Given request: Write out all of the material below again with "written in this format" substituted for "drawn in this form" everywhere it appears, changing nothing else. Leave the pictures out of your answer.

A run of records
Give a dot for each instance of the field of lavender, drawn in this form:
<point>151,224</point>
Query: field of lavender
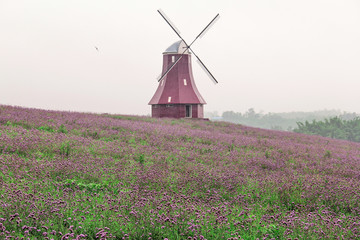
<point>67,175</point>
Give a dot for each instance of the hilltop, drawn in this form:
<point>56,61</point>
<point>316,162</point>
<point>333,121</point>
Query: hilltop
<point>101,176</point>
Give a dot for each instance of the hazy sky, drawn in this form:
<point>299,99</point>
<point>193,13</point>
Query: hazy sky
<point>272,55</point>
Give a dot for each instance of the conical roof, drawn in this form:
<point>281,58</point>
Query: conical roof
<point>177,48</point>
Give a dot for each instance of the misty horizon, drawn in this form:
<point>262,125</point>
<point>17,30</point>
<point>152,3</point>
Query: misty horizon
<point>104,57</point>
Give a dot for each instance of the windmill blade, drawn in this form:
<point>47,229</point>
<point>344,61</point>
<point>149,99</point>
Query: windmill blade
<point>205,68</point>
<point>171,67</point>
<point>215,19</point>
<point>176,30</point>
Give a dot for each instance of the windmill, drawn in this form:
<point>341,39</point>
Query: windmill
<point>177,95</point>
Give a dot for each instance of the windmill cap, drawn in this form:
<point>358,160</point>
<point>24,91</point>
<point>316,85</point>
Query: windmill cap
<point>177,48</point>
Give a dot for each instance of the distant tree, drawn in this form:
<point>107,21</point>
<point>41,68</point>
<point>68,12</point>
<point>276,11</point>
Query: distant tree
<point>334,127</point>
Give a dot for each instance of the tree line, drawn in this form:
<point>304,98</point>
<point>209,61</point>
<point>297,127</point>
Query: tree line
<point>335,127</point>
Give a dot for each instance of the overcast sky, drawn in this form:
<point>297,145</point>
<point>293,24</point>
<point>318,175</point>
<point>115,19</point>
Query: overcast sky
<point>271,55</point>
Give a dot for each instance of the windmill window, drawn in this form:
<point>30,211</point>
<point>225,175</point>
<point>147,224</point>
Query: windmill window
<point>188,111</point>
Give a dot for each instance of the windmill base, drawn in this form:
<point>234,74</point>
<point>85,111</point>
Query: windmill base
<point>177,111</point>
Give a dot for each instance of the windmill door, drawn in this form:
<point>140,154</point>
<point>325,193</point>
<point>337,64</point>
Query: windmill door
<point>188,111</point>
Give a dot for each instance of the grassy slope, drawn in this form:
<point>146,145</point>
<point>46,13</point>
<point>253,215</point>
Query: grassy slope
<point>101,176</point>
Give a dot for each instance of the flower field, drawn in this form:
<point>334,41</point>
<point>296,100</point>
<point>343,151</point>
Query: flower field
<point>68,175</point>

Complete output:
Give a dot for each instance of the field of lavender, written in this format:
<point>151,224</point>
Query: field of lavender
<point>67,175</point>
Give a dot for each instance of the hilltop, written in this format:
<point>56,61</point>
<point>316,162</point>
<point>333,121</point>
Query: hilltop
<point>101,176</point>
Give a dot for each instance of the hazy sky, written in this format:
<point>299,99</point>
<point>193,13</point>
Query: hazy sky
<point>272,55</point>
Give a dot for each instance of the conical roof, written in this format:
<point>281,58</point>
Query: conical roof
<point>177,48</point>
Give a dot for each instance of the misty horizon, written in this format:
<point>262,125</point>
<point>17,30</point>
<point>152,3</point>
Query: misty horizon
<point>104,57</point>
Give a dot for each instance of the windmill blade, written in this format:
<point>47,229</point>
<point>344,61</point>
<point>149,99</point>
Query: windmill blade
<point>205,68</point>
<point>171,67</point>
<point>215,19</point>
<point>176,30</point>
Give a dot for each instance of the windmill, written in this format:
<point>341,39</point>
Query: windmill
<point>177,95</point>
Give a dot for each instance of the windmill cap, written in this format:
<point>358,160</point>
<point>24,91</point>
<point>316,85</point>
Query: windmill cap
<point>177,48</point>
Give a dot for each instance of the distant tree, written in this format:
<point>107,21</point>
<point>41,68</point>
<point>68,12</point>
<point>276,11</point>
Query: distant tree
<point>334,127</point>
Give a dot for each instance of the tree line, written in this format:
<point>304,98</point>
<point>209,61</point>
<point>297,127</point>
Query: tree line
<point>335,127</point>
Give a dot for each instance of the overcast sky, written in this format:
<point>297,145</point>
<point>293,24</point>
<point>318,175</point>
<point>115,19</point>
Query: overcast sky
<point>271,55</point>
Give a dot for each instance of the windmill window, written in this format:
<point>30,211</point>
<point>225,175</point>
<point>147,224</point>
Query: windmill window
<point>188,111</point>
Give a dot for each instance of the windmill base, written in this format:
<point>234,74</point>
<point>85,111</point>
Query: windmill base
<point>177,111</point>
Give a dot for each instance of the windmill door, written in this format:
<point>140,154</point>
<point>325,193</point>
<point>337,64</point>
Query: windmill door
<point>188,111</point>
Give a dot for each instance of the grassy slope, written in this format:
<point>146,145</point>
<point>46,13</point>
<point>253,215</point>
Query: grassy slope
<point>101,176</point>
Give a dot for each instance of the flower field, written in this format:
<point>334,41</point>
<point>296,100</point>
<point>343,151</point>
Query: flower field
<point>68,175</point>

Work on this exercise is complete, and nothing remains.